(Record set)
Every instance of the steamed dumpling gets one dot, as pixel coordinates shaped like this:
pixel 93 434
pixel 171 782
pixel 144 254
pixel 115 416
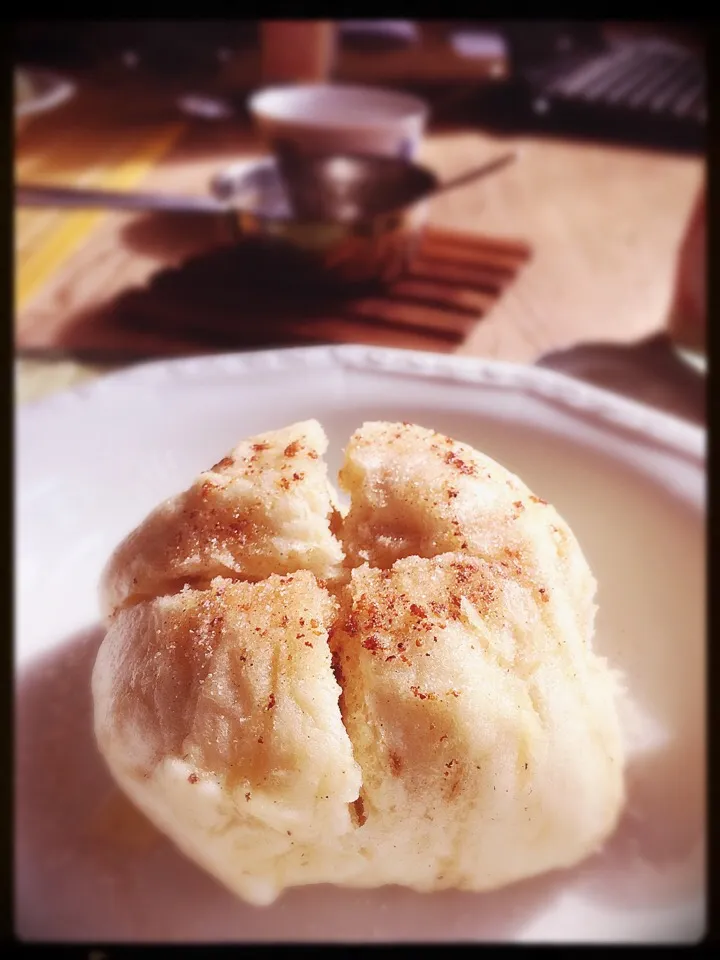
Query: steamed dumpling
pixel 407 694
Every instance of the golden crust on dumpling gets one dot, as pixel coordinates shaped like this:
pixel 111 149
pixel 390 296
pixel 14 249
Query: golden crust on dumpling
pixel 264 508
pixel 406 694
pixel 457 688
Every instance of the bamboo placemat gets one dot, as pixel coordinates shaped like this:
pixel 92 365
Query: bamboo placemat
pixel 235 297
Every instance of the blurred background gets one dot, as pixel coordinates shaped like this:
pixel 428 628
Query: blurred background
pixel 581 242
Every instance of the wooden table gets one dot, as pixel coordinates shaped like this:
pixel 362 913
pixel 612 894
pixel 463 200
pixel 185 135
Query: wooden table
pixel 603 223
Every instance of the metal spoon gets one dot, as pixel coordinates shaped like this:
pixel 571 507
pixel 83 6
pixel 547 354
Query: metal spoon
pixel 38 195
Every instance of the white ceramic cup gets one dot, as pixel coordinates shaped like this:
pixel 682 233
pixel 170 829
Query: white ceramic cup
pixel 334 118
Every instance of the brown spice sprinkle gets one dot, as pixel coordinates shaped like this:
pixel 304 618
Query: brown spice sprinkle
pixel 372 643
pixel 223 464
pixel 360 811
pixel 206 487
pixel 454 460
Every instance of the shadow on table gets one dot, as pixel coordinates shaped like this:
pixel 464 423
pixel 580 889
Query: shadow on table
pixel 218 295
pixel 91 868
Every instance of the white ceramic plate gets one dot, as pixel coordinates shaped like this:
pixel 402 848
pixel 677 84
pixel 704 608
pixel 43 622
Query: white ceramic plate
pixel 90 463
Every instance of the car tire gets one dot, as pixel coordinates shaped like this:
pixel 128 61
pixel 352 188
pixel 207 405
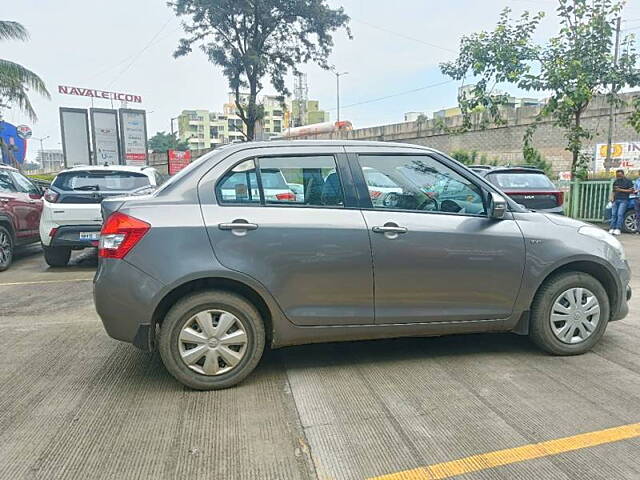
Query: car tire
pixel 629 224
pixel 6 248
pixel 544 305
pixel 173 348
pixel 57 256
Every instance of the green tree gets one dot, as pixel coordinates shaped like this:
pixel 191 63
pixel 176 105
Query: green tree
pixel 574 66
pixel 162 141
pixel 254 39
pixel 15 80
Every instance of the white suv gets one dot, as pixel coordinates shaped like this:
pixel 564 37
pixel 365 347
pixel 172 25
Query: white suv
pixel 71 218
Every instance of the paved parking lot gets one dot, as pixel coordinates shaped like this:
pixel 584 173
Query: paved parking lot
pixel 76 404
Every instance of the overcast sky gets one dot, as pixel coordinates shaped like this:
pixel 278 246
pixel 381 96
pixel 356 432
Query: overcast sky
pixel 127 46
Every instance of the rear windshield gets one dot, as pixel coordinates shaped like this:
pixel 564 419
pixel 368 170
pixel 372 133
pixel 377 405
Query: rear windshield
pixel 520 180
pixel 103 180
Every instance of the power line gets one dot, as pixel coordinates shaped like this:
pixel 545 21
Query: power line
pixel 403 35
pixel 135 58
pixel 395 95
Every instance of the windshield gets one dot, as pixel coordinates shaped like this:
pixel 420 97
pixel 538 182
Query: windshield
pixel 520 180
pixel 102 180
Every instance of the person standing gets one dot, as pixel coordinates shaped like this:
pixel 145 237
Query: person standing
pixel 636 201
pixel 622 189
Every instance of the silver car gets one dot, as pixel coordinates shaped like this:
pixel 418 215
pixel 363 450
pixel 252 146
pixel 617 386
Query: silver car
pixel 211 270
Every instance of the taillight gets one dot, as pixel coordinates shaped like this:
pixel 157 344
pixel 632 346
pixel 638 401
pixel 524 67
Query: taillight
pixel 119 234
pixel 51 196
pixel 286 197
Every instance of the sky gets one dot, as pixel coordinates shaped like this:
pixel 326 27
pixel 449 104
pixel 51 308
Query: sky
pixel 127 45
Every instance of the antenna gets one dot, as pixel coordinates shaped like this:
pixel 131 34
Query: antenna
pixel 301 98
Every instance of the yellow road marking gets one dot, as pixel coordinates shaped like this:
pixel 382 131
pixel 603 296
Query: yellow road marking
pixel 39 282
pixel 519 454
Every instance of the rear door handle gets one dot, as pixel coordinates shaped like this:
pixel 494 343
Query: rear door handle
pixel 386 229
pixel 237 225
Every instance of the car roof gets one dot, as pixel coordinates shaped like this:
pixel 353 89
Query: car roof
pixel 97 168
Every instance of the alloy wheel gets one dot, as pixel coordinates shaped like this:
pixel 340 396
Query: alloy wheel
pixel 212 342
pixel 575 315
pixel 5 248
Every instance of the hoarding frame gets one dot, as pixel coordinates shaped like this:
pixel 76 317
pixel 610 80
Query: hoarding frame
pixel 123 153
pixel 86 115
pixel 113 111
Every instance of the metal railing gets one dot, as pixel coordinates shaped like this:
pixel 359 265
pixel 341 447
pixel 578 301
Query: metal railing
pixel 587 199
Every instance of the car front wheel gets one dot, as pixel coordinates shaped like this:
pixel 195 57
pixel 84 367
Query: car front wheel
pixel 57 256
pixel 6 249
pixel 211 340
pixel 569 314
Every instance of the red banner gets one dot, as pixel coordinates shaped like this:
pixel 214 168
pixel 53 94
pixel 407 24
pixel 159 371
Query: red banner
pixel 178 160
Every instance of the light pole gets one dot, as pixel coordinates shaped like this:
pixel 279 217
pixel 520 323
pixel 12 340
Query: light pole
pixel 42 139
pixel 338 75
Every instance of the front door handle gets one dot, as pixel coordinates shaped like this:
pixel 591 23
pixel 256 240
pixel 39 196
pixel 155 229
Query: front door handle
pixel 238 225
pixel 390 229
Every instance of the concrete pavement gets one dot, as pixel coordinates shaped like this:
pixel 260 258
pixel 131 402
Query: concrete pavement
pixel 76 404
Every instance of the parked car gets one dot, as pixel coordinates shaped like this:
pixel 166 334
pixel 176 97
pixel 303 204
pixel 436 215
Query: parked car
pixel 220 276
pixel 20 210
pixel 528 186
pixel 629 224
pixel 71 217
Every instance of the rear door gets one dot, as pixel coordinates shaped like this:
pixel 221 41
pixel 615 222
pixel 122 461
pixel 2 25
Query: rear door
pixel 437 257
pixel 311 251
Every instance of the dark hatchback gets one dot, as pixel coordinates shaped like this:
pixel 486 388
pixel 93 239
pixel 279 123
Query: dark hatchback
pixel 527 186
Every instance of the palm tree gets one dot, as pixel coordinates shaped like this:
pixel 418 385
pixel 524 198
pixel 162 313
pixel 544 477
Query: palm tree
pixel 15 80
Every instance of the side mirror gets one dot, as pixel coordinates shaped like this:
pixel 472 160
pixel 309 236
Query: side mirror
pixel 497 206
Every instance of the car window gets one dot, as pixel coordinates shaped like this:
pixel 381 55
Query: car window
pixel 24 184
pixel 239 185
pixel 101 180
pixel 316 174
pixel 420 183
pixel 520 180
pixel 6 185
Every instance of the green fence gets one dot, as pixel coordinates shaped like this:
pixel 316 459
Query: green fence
pixel 586 199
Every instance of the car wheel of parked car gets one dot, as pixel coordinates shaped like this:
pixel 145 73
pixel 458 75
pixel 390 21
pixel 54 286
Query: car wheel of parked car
pixel 569 314
pixel 629 225
pixel 6 248
pixel 57 256
pixel 211 340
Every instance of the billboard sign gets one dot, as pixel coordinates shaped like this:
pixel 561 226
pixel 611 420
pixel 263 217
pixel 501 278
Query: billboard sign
pixel 178 160
pixel 104 133
pixel 100 94
pixel 74 126
pixel 13 147
pixel 624 155
pixel 133 136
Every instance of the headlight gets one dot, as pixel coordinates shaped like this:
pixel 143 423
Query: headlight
pixel 612 241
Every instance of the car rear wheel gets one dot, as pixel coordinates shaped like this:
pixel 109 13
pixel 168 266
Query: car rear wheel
pixel 569 314
pixel 57 256
pixel 6 249
pixel 629 225
pixel 211 340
(End Record set)
Task to carry out =>
Give the lines again word for word, from the start of the records to the line holding "pixel 92 365", both included, and leave out any picture.

Task output =>
Every instance of the steamed dumpling gets one dot, as pixel coordinates shaped like this:
pixel 93 434
pixel 171 782
pixel 144 254
pixel 115 416
Query: steamed dumpling
pixel 407 694
Every instance of the golden crust on dumpling gets one dot, as pixel coordinates shaped like this:
pixel 111 149
pixel 390 296
pixel 14 249
Query: golden crust on dumpling
pixel 264 508
pixel 406 694
pixel 457 688
Every instance of the bamboo placemat gets one dot, as pixel coordinates shaped like this:
pixel 92 365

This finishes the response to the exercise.